> _ITEMS_:
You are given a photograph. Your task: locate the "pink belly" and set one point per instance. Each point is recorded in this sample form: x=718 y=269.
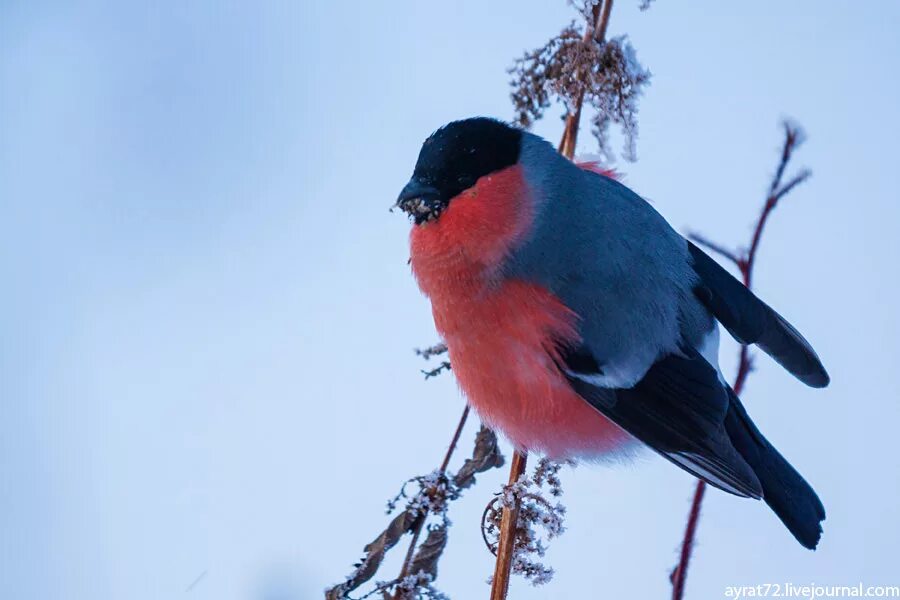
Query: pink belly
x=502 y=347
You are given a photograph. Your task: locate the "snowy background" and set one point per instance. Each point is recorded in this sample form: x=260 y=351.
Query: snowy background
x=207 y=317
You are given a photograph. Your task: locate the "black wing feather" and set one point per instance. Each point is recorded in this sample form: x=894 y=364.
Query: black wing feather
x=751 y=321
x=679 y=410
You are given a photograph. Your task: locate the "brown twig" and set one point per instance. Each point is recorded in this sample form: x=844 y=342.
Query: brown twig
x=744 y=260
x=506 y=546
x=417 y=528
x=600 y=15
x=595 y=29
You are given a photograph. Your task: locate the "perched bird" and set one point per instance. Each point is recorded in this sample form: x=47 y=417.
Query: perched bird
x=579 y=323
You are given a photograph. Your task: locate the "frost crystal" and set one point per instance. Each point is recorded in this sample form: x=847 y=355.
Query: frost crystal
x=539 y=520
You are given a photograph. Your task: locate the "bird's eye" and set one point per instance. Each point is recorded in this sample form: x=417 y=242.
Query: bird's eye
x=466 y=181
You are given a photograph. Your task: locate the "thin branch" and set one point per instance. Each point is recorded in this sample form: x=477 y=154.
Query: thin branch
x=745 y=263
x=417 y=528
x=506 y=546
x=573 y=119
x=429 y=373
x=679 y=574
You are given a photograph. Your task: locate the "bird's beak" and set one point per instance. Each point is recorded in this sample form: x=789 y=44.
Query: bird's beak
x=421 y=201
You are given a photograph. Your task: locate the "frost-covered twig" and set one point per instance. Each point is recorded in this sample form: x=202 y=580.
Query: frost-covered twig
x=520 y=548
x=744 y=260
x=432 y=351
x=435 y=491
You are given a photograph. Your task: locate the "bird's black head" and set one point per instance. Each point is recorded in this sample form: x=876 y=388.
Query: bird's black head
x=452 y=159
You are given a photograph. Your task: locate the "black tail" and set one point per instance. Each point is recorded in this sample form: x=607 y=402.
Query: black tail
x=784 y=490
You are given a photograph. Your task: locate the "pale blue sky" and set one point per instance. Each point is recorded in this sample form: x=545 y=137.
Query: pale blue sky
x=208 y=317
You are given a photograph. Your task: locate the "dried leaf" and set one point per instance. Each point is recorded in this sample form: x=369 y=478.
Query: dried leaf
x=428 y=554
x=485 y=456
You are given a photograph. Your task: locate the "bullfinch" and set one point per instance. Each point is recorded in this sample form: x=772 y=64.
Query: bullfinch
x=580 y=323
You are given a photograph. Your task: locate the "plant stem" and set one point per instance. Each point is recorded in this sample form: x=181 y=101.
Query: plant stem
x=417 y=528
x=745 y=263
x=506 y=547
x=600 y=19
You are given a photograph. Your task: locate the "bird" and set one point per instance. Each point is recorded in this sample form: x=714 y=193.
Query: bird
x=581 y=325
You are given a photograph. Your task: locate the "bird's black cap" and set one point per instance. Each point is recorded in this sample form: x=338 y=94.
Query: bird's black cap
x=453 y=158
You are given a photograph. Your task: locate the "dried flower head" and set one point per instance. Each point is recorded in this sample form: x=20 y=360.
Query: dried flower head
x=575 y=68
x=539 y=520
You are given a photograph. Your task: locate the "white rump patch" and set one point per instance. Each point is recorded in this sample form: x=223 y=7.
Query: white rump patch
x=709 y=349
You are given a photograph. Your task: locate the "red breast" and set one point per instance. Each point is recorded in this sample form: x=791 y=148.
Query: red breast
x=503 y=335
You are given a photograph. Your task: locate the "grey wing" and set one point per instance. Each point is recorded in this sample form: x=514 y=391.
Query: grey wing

> _EXERCISE INSTRUCTIONS_: Give the lines exactly as they stand, from the line with "form: x=607 y=402." through the end of the material.

> _RESPONSE TO THIS TASK_:
You are given a photograph. Your task: locate the "black tail" and set one point per instance. Each point is recorded in this sample form: x=607 y=402.
Query: black tail
x=784 y=490
You are given a photograph. Your task: locate the "pale blue sky" and set one point per instance. Each point is recorded in this sample form: x=545 y=137.
Query: pale blue sky
x=208 y=317
You are given a photograph. Your task: locate the "dried leaf" and set one point per instance. Each point is recorded in this sample form: x=369 y=478.
Query: dried leaf
x=428 y=554
x=485 y=456
You are given a photograph. Your task: locate the "bullfinch" and set one point per instance. Each point is recorded in this sample form: x=772 y=64.
Query: bullfinch
x=580 y=323
You are given a photograph. Your task: locate the "plant stem" and set one point per instance. Each point is recorded in this sample form: x=181 y=101.
Query: plant stem
x=417 y=528
x=745 y=263
x=506 y=547
x=600 y=19
You are given a photograph. Your task: locate the "bird" and set one point per instance. Each point is recorded in this sample form: x=714 y=193.
Query: bird
x=581 y=325
You are given a photograph. Your task: locate the "bird's black cap" and set one point per instance. Each point is recorded in this sample form: x=338 y=94.
Query: bird's black cap
x=453 y=158
You are given a photograph. Your task: locate the "dried flower head" and set one point per instance. Each point is recorded in this sample form: x=20 y=360.
Query: dried flower head
x=575 y=68
x=539 y=520
You are given a photograph. Your task: locate the "white rump patch" and set one point per instance. Each point is recorded in this sample form: x=223 y=7.
Query: white rump patch
x=709 y=349
You are given a photograph. Your task: locate the "red breast" and set one point per instance. Each point is recorded in this sample form: x=791 y=148.
Query: red breast
x=503 y=335
You are given a photograph. Your task: locate the "grey wing" and set one point per instance. Each point is recorded in this sample form: x=514 y=391.
Query: grey wing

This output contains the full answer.